Available data:
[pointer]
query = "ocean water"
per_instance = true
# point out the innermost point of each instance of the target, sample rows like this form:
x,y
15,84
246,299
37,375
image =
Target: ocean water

Exercise objective: Nothing may be omitted or altered; reproduce all of the entries.

Solution for this task:
[pointer]
query = "ocean water"
per_instance = true
# point out the innermost point of each instance of the target, sample rows like this form:
x,y
15,84
246,299
37,375
image =
Target: ocean water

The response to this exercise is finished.